GIVEN REQUEST. Recast the lines of the entries below, from the line containing "the beer foam" up to and including the line containing "[[305, 165]]", as a Markdown table with columns headed Row and Line. Number each line in order and skip any blank lines.

PROVIDED INFORMATION.
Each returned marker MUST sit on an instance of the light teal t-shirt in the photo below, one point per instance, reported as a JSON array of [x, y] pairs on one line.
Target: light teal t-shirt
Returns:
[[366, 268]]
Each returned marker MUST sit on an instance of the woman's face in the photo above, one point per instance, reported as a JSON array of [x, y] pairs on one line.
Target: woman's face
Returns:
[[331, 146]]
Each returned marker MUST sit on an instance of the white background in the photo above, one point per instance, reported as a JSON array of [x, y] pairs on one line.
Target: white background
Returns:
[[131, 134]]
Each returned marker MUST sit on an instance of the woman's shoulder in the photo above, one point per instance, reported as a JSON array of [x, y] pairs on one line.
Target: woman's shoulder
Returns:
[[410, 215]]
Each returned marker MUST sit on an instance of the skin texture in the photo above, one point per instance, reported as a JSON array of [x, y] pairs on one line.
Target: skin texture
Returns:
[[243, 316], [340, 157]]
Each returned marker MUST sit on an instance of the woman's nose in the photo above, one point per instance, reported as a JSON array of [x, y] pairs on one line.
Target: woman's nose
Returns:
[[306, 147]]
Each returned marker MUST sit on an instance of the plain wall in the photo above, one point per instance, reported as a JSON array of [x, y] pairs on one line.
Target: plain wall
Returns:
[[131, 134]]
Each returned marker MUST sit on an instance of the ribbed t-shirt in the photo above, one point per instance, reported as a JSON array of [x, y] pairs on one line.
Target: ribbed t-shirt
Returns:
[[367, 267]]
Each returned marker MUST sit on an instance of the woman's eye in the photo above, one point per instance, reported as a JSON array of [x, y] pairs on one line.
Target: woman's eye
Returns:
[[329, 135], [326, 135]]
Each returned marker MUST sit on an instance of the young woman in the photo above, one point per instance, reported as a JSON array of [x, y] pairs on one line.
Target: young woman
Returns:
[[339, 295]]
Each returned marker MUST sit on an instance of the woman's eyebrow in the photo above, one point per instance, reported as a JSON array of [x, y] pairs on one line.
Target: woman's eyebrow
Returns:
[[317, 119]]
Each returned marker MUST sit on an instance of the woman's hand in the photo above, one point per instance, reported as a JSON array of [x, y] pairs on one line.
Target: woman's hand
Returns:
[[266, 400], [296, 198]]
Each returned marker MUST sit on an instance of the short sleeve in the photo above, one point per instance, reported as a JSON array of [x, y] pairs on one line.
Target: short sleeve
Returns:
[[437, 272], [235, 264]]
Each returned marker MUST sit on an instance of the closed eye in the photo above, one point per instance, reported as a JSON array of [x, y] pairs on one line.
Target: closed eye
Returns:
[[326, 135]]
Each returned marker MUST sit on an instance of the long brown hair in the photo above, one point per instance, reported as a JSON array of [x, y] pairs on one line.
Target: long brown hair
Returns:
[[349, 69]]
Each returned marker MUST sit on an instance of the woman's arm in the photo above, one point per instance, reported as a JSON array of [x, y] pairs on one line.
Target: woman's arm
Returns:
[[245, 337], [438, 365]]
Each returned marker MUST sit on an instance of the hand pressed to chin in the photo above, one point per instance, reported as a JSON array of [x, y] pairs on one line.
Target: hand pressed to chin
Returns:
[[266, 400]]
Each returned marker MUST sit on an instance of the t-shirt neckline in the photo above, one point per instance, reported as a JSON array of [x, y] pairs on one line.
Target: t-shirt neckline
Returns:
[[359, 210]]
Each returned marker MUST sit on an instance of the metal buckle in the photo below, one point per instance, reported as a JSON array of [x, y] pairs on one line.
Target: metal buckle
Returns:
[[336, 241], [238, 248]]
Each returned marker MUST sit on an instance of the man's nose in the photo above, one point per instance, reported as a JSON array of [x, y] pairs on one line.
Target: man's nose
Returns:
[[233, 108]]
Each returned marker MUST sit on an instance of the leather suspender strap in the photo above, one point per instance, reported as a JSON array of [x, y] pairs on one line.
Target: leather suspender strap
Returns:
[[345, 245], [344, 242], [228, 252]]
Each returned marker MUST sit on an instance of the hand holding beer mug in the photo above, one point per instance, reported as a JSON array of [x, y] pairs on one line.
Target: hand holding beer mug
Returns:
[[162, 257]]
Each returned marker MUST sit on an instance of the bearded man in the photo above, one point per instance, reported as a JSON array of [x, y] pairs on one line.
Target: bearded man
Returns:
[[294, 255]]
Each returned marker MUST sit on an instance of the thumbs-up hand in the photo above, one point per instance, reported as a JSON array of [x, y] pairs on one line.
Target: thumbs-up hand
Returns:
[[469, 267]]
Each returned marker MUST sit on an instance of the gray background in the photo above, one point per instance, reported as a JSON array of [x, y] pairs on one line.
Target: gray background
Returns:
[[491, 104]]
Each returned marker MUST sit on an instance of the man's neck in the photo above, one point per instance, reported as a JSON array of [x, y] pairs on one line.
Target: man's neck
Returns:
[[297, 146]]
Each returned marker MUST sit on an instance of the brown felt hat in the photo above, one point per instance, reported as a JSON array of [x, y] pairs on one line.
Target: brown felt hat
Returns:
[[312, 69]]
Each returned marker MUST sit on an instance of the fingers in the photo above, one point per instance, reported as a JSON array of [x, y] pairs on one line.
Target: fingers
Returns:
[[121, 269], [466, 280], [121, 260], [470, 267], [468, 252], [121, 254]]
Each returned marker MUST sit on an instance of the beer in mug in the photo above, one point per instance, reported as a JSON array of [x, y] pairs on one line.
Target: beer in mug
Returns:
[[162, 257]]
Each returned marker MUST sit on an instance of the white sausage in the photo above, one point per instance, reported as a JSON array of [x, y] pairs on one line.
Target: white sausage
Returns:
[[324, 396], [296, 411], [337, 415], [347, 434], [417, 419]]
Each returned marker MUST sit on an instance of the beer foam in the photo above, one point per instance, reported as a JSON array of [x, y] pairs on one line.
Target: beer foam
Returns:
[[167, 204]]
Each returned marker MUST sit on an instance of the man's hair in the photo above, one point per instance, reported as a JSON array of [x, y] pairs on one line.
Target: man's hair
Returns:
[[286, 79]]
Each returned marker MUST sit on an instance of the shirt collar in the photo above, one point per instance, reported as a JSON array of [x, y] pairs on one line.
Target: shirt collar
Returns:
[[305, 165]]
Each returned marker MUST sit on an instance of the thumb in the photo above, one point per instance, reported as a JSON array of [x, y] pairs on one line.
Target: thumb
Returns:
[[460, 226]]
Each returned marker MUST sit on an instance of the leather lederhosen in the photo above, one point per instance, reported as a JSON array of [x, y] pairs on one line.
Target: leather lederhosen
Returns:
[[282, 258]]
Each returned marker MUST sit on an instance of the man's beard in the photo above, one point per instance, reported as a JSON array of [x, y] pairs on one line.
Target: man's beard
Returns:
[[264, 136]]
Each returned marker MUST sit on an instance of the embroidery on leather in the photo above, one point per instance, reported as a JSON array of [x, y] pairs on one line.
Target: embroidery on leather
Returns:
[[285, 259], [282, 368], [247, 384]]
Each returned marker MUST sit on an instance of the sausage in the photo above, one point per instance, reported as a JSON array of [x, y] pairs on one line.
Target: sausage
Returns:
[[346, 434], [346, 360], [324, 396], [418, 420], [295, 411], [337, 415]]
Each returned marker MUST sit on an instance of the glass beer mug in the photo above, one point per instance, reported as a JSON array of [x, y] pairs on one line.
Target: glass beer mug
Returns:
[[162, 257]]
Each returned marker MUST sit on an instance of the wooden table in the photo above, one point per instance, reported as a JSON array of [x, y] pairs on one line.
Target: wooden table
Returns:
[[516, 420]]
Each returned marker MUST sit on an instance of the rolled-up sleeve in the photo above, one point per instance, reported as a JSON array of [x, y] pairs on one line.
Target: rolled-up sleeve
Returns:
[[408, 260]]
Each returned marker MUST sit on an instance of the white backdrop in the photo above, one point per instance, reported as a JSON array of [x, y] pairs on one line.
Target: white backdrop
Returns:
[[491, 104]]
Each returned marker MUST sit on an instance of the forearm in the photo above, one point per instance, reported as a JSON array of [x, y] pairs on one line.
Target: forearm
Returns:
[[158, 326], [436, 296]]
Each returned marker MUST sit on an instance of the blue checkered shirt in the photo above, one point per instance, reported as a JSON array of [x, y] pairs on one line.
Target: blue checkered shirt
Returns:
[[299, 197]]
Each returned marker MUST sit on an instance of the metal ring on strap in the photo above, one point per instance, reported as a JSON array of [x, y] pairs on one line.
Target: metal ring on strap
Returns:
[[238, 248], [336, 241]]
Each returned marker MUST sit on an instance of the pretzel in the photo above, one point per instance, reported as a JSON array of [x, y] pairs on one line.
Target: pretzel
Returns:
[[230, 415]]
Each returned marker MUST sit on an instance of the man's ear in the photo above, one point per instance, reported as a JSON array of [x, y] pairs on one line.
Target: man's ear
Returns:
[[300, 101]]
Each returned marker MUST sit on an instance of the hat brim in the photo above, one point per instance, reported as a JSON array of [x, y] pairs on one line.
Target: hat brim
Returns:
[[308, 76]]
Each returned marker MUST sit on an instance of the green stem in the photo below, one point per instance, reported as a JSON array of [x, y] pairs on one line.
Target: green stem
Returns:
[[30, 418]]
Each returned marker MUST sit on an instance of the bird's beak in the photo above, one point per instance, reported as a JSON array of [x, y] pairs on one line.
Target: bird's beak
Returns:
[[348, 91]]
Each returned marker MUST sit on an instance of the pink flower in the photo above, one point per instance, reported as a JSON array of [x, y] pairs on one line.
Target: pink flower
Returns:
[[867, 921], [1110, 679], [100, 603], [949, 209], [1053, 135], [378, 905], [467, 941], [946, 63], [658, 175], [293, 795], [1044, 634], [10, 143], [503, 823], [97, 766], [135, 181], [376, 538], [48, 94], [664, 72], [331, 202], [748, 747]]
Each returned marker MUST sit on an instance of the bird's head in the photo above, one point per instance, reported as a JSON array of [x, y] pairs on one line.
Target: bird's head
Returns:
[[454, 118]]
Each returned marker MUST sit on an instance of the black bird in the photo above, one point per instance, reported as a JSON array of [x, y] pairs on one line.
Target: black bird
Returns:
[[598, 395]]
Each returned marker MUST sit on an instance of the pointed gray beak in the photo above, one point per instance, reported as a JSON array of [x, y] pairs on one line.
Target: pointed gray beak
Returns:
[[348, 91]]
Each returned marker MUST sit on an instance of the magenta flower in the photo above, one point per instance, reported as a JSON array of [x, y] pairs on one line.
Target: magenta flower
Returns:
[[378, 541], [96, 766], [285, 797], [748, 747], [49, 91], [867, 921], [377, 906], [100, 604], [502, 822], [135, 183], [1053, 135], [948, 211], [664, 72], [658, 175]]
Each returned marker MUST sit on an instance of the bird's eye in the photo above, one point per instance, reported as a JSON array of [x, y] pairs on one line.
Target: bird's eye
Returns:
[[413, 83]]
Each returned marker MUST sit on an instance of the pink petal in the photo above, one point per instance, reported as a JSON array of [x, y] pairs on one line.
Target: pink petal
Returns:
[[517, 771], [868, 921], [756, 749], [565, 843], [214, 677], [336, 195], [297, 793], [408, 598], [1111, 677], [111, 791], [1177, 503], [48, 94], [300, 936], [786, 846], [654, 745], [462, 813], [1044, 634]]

RESULT FOR THIS TASK.
| Row | Line |
|---|---|
| 1 | Each returned marker MUST sit on an instance of the beer foam in the photo above, one point per instance, reported as a JSON array of [x, y] pairs on one line. |
| 2 | Target: beer foam |
| 3 | Returns: |
| 4 | [[167, 204]] |
| 5 | Each returned marker MUST sit on an instance of the man's hair in the photo above, one point per instance, reported as a JSON array of [x, y] pairs on one line. |
| 6 | Target: man's hair |
| 7 | Returns: |
| 8 | [[286, 79]] |
| 9 | Each returned marker MUST sit on an instance of the shirt collar in the photo above, one point per instance, reported as a JSON array of [x, y] pairs on one line. |
| 10 | Target: shirt collar |
| 11 | Returns: |
| 12 | [[305, 165]] |